* [Required action]
All of the data is to be copied word for word.

[Point localization data]
-=-=-=-=-
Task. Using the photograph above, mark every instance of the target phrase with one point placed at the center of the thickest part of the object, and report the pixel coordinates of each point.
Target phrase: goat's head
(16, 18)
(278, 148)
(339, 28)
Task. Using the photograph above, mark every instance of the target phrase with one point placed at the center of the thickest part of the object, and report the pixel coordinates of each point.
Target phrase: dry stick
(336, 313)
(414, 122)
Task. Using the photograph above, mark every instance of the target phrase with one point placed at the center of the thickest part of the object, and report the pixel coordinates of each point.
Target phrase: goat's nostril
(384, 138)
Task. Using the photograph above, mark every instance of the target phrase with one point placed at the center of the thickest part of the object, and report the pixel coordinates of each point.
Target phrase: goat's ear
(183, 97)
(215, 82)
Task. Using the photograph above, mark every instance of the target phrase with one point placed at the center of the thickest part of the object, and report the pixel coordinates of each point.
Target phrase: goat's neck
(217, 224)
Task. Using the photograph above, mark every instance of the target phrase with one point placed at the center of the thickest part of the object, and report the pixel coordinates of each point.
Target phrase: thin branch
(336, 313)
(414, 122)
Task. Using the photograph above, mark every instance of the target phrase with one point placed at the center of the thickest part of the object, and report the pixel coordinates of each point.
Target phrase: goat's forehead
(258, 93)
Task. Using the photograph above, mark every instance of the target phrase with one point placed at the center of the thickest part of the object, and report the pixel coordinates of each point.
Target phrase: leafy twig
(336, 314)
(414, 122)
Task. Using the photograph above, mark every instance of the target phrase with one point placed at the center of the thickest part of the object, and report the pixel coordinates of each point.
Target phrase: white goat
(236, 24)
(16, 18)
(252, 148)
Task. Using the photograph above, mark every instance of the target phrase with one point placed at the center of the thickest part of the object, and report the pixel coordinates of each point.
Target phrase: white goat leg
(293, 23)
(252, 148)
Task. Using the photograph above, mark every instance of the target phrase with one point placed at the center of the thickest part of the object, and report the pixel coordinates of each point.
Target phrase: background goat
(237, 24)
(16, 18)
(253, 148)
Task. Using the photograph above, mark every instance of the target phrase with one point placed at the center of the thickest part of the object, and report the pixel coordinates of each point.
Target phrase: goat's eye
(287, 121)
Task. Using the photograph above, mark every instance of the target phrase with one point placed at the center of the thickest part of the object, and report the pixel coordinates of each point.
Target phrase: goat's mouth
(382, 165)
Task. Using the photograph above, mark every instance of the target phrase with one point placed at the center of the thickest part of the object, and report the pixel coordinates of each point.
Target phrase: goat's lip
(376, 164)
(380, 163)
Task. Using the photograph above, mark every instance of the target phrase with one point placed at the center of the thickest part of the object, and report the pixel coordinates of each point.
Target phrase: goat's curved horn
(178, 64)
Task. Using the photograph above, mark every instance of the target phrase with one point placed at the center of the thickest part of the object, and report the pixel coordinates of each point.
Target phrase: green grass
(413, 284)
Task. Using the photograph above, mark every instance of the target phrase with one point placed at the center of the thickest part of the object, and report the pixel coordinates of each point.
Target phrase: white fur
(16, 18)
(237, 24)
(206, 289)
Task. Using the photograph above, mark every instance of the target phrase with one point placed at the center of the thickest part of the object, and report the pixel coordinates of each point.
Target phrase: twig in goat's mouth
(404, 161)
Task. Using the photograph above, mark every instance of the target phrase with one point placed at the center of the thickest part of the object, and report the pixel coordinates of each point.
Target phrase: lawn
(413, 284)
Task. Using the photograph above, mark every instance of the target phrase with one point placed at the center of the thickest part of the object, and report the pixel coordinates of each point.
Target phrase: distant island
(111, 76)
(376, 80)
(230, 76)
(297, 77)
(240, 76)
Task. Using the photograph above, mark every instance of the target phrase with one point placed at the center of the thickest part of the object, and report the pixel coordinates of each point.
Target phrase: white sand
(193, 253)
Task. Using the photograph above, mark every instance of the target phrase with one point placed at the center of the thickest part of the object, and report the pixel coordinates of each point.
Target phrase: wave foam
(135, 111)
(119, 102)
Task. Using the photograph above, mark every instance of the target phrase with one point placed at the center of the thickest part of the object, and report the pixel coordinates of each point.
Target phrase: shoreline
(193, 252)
-=-=-=-=-
* [Written solution]
Task. Using the photograph above, mark every instance of the target phrase with one point placed at the center of the thickest part of the object, and report the pixel coordinates of each point.
Target phrase: goat's head
(16, 18)
(278, 148)
(339, 28)
Task. Using the photograph above, mark every instance of the target phrase with one point placed at the center of the thickest part of the object, and report the pixel coordinates of each point.
Target phrase: dry stick
(336, 313)
(414, 122)
Task. Using the photograph above, mark every instance of the target phrase with one point placed at the center of the thickest part of the object, and report the pixel coordinates of each point.
Target phrase: goat's nostril
(384, 138)
Task. Using the photograph above, mark every instance of the target phrase with one point placed at the center of the thickest part of the object, and report the pixel coordinates of each point.
Target phrase: goat's ear
(183, 97)
(215, 82)
Task. Using the photograph above, mark every instance of the target phrase with one point placed at the center of the thickest part of the object, and report the pixel coordinates of each point.
Target phrase: goat's neck
(217, 224)
Task. Using the photograph above, mark every instance of the target phrase with one point placed at the center of the thickest part of the object, and report the pixel coordinates of each point.
Target phrase: thin branch
(336, 313)
(414, 122)
Task. Using the photograph above, mark every instance of the target phrase with one point placed at the center of the thickest part of the object, and report the pixel coordinates of each point.
Target phrase: goat's forehead
(258, 93)
Task. Using the photograph above, mark every instance of the target phrase with one point placed at the center of the thickest part of the object, and report the pixel coordinates of each point.
Target phrase: leafy twig
(336, 314)
(414, 122)
Task. Using the photograph above, mark every instance of the target phrase with one point placed at the center of the thickest part of the object, and report the pixel coordinates of each point.
Target phrase: white goat
(236, 24)
(16, 18)
(252, 148)
Task. Using the photograph above, mark every instance of the target phrase with one point placed at the center of the thickest part of the object, and report the pixel coordinates of each point.
Target phrase: white goat leg
(293, 23)
(252, 148)
Task. Using the photograph above, mark every instance of the target phrase with one point placed at the center of the thickest part of the object, and report the pixel coordinates of each point.
Target phrase: background goat
(237, 24)
(16, 18)
(253, 148)
Task. Using the photograph above, mark every instance of the target phrase with one point placed at the center of the thickest part of the object, and report the pixel coordinates of each point.
Target phrase: goat's eye
(287, 121)
Task. Using the photograph above, mark every instance of the target phrase with one point placed at the center of the thickest part of the object, and report the pixel coordinates of each point.
Target phrase: goat's mouth
(382, 165)
Task. Using the photograph above, mark every instance of the target phrase with one point placed at the center of the thickest part of the object, and report the pixel coordinates of each point.
Target phrase: goat's lip
(376, 164)
(380, 163)
Task. Using the photograph above, mark every instance of the target phrase with one point placed at the center of the thickest part of the object, and report the pixel coordinates of each point.
Target phrase: goat's curved horn
(178, 64)
Task. Using the photograph above, mark every instance of the target phrase with one point placed at the center of the thickest part of the object, and report the pixel coordinates of each point.
Target phrase: green grass
(413, 284)
Task. Using the photograph above, mark every instance of the target phrase with one point placed at the center of the thickest part of the object, and report the pixel coordinates of each point.
Target phrase: white fur
(16, 18)
(237, 24)
(206, 289)
Task. Using the photograph above, mark every instance of the target phrase with one point placed at the center of the thickest part of the object, and report the pixel coordinates of each point.
Target phrase: twig in goat's mouth
(404, 161)
Task. Using the photograph above, mark every instance of the target phrase with one point placed at the center of the thickest part of the object, and report the pixel coordinates of each point.
Target phrase: lawn
(413, 284)
Task. Using the photograph above, mark every instance of the target phrase with one point placed at the center of the thickest part of the object, and report the pixel coordinates of each point.
Target phrase: distant island
(111, 76)
(376, 80)
(230, 76)
(297, 77)
(240, 76)
Task. Using the photograph above, mark every instance of the target phrase with one point placed at the center of the thickest part of the object, and report the pixel coordinates of each point.
Target phrase: white sand
(193, 253)
Task. Using the photograph above, mark every instance of the target phrase with one point placed at the center of the thickest part of the object, and report the pixel coordinates of each point.
Target phrase: wave foam
(135, 111)
(119, 102)
Task. Using the photograph above, mark every instance of the target phrase with one point placed at the center of the thickest part of the object, and report the pixel coordinates of each point.
Target phrase: shoreline
(193, 252)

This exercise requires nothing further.